**Problem**
When you reach the line that contains "Target: goalkeeper's short hair" in the data below, start reproducing lines exactly, and stop after the line that contains "Target: goalkeeper's gloved hand".

**Task data**
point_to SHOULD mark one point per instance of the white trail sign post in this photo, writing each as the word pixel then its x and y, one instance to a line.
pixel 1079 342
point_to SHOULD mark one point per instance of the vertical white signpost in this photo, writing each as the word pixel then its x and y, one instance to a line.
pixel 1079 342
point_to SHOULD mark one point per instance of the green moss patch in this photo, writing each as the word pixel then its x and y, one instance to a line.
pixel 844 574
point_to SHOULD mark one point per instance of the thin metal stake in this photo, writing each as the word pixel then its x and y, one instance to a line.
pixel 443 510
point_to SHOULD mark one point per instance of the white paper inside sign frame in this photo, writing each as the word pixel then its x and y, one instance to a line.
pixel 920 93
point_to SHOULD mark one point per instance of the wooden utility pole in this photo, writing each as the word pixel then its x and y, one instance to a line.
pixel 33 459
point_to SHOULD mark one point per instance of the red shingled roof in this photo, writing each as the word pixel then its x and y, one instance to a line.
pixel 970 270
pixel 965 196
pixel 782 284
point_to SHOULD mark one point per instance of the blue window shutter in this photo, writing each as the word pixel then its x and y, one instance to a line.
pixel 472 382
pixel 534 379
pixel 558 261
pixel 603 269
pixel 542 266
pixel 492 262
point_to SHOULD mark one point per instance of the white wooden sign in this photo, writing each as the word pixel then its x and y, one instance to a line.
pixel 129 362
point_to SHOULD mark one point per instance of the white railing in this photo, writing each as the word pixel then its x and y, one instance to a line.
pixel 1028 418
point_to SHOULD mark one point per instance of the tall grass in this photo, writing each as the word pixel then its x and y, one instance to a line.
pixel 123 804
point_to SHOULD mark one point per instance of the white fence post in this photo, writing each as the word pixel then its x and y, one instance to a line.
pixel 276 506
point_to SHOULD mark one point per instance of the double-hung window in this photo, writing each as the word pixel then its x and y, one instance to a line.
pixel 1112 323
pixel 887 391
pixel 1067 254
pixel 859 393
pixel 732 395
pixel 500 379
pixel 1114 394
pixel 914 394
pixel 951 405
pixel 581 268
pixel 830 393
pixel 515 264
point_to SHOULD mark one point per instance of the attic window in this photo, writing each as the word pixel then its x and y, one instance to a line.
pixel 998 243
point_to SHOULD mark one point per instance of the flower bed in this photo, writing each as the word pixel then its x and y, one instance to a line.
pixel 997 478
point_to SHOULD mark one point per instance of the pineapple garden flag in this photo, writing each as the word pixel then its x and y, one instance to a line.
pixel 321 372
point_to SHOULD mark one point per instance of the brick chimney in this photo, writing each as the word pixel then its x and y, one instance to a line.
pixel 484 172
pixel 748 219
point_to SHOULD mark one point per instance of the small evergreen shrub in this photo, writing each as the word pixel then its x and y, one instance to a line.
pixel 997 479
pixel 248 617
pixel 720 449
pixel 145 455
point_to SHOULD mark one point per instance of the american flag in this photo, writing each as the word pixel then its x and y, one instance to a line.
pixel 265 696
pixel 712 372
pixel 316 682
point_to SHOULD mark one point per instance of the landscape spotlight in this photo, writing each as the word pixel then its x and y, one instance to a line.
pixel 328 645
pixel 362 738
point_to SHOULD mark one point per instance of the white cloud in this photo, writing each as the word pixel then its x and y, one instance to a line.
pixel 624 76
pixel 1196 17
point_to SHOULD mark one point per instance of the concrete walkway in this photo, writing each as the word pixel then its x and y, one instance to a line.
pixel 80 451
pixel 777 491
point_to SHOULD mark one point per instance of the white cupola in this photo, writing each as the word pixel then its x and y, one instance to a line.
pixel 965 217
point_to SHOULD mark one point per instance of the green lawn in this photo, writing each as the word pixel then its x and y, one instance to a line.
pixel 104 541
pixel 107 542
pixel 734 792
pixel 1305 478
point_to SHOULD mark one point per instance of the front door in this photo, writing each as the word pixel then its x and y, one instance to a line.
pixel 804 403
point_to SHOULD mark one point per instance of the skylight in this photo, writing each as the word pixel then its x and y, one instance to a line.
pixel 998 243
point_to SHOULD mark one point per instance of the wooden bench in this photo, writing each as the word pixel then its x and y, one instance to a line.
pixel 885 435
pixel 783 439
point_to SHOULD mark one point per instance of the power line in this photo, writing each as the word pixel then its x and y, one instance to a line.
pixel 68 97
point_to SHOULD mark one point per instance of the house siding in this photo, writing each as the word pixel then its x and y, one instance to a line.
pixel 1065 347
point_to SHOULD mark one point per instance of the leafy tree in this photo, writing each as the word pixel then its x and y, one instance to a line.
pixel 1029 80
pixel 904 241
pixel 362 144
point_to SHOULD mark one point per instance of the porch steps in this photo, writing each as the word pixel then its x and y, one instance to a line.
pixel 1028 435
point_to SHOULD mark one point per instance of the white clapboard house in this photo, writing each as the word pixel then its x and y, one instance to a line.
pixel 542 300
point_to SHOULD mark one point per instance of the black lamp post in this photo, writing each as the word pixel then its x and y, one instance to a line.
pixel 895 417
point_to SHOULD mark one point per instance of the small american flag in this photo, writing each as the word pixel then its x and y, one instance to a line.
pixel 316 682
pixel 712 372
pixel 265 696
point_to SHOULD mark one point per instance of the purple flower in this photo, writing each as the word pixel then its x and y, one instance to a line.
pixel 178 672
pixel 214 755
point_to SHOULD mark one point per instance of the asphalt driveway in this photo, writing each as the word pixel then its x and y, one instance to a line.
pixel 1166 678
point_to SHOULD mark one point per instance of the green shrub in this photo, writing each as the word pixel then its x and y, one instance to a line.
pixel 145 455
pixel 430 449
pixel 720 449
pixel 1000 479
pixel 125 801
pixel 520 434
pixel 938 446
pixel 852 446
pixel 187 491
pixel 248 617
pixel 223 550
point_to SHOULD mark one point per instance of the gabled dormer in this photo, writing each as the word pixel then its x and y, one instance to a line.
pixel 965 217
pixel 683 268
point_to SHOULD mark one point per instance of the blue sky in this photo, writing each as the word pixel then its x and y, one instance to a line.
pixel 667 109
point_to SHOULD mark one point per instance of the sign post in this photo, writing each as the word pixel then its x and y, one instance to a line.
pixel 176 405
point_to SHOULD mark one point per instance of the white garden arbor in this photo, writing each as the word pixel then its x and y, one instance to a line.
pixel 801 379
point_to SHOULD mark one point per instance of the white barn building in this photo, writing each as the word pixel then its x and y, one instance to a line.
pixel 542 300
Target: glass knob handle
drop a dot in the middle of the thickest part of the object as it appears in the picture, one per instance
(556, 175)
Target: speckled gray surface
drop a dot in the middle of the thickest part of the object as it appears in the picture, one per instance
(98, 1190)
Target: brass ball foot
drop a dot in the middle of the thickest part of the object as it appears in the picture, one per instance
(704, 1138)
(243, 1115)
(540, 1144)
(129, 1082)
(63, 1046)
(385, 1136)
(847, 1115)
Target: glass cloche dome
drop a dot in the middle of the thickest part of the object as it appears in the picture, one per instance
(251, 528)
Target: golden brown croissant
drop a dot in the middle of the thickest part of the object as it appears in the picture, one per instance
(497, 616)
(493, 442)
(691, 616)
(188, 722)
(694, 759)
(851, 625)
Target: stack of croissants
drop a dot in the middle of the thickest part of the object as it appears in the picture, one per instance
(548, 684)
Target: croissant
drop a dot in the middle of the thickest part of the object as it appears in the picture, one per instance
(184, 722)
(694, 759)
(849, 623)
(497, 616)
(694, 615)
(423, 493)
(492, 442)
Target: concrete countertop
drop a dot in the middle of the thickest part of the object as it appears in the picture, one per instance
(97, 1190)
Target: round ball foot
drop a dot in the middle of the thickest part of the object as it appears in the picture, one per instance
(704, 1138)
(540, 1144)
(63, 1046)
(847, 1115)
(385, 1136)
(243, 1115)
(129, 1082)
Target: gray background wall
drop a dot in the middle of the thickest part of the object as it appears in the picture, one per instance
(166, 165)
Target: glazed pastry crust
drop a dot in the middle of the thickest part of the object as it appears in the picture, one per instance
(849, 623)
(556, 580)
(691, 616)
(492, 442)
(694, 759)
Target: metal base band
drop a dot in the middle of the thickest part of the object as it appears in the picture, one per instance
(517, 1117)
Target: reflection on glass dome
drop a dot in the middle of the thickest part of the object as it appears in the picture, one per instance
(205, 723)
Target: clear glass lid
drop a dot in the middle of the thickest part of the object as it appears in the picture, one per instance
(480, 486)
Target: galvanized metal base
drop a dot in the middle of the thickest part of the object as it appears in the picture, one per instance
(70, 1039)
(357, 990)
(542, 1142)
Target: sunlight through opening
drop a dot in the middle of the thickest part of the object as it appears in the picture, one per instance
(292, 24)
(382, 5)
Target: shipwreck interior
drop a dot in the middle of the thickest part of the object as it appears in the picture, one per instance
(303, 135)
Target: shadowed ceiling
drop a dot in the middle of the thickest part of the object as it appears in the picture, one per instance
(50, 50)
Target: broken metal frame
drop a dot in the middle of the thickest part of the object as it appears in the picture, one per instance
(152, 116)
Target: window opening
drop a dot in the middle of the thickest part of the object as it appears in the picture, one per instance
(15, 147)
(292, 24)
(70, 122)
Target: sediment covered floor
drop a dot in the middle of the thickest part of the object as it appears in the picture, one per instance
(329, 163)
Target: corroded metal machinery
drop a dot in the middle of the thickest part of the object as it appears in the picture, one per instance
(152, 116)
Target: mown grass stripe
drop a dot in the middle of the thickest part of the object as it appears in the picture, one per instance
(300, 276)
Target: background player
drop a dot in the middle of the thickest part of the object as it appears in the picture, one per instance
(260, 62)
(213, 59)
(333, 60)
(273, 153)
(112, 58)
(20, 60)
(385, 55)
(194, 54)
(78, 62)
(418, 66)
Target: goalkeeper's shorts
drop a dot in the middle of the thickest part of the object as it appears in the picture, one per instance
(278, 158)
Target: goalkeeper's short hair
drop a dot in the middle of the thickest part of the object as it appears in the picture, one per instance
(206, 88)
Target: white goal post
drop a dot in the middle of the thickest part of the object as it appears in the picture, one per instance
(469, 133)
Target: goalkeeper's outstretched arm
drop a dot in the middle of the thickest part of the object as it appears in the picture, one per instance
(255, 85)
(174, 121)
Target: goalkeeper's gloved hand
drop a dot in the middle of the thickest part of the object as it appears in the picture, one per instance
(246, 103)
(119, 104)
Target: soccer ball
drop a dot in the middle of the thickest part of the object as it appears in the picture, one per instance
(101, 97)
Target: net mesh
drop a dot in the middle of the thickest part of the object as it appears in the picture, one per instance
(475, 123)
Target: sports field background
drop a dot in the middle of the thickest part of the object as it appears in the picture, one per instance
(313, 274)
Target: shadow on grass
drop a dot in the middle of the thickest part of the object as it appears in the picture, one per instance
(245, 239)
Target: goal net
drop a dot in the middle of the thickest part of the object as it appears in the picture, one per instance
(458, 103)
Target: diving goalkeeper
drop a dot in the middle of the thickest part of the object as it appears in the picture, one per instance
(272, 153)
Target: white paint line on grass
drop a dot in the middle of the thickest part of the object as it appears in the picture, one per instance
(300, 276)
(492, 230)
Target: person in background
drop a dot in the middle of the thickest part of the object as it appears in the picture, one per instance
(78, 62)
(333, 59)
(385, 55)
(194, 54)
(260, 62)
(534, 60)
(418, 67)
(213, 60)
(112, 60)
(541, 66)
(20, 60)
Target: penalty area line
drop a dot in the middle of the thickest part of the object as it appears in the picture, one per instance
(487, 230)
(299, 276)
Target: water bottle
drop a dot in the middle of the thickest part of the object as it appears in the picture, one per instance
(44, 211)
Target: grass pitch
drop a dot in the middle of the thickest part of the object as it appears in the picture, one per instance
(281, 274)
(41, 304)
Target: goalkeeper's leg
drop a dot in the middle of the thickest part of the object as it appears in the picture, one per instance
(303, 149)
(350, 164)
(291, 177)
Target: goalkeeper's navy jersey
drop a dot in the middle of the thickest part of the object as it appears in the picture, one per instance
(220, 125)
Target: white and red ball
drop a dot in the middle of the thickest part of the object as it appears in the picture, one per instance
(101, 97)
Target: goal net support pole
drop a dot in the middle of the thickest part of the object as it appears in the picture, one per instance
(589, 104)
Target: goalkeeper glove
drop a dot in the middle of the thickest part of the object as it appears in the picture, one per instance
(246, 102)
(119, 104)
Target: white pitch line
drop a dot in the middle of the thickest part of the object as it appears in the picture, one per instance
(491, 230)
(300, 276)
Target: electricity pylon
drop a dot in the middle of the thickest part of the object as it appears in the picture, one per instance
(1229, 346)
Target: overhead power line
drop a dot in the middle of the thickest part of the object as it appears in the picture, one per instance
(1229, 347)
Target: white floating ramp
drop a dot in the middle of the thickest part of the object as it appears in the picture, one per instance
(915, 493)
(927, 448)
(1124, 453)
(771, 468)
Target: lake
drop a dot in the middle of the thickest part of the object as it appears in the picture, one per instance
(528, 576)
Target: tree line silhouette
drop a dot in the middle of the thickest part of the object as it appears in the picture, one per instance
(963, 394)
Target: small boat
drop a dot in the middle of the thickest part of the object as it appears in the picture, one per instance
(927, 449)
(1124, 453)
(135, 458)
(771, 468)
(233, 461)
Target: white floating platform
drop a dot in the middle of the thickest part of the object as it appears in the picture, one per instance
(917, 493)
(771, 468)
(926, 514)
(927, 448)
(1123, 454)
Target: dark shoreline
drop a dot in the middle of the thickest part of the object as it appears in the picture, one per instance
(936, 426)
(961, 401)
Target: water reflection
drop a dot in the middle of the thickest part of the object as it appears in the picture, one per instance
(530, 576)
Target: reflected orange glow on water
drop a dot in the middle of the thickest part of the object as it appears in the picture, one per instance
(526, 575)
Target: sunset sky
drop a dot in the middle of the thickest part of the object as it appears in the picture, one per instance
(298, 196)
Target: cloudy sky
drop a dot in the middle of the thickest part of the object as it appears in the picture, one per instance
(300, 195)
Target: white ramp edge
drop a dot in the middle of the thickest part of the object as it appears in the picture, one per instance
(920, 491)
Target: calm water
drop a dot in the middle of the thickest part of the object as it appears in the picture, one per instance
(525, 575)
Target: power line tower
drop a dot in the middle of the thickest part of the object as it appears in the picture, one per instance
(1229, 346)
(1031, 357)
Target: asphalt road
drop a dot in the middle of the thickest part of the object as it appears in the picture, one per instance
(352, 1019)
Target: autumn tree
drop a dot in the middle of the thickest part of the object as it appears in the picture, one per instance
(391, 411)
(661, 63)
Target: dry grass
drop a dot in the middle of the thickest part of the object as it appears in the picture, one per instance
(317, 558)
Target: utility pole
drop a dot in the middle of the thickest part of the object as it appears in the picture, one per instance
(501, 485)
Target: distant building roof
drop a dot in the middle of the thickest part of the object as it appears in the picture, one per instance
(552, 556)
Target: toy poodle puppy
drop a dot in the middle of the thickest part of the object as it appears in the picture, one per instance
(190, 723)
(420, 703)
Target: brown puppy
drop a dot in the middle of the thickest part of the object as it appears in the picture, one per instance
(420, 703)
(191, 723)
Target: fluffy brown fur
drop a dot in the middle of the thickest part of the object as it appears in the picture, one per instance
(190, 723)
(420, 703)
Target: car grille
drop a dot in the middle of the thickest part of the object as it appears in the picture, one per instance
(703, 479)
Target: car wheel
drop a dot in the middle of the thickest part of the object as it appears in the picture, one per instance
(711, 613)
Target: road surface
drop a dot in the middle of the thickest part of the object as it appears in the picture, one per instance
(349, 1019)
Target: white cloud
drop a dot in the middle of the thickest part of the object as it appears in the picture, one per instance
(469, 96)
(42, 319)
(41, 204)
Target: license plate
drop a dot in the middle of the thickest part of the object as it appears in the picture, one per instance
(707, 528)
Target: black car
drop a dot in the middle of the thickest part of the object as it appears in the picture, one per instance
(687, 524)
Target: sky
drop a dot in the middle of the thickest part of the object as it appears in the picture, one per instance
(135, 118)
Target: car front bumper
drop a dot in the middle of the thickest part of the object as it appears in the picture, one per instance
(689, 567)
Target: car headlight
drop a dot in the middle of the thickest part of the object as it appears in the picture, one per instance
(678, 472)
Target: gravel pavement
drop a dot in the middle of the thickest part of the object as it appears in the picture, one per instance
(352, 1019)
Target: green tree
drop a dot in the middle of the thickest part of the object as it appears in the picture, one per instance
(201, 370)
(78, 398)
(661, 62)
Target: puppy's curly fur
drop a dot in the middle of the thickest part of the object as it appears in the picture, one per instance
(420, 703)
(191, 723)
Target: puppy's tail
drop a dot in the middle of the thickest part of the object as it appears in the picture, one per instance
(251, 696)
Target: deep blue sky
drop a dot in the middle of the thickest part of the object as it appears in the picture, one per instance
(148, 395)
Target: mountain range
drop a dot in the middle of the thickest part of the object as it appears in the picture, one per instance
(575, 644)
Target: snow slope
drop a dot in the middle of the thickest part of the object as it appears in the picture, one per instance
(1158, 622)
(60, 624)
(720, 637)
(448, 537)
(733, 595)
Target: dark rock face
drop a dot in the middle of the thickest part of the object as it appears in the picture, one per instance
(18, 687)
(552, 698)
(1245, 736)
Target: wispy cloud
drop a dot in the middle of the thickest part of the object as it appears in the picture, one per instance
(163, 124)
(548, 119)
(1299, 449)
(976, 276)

**Your response**
Target: goalkeeper's short hair
drop a dot in the middle of the thickest part of the object as it appears in the picture, one per instance
(206, 88)
Target: white goal post
drop a dot in the middle of the thickest part of the object as it appears in the picture, one per instance
(469, 133)
Target: goalkeeper's outstretched arm
drop a dot in the middle of the thickest part of the object as it appears in the picture, one per instance
(255, 85)
(174, 121)
Target: goalkeeper's gloved hand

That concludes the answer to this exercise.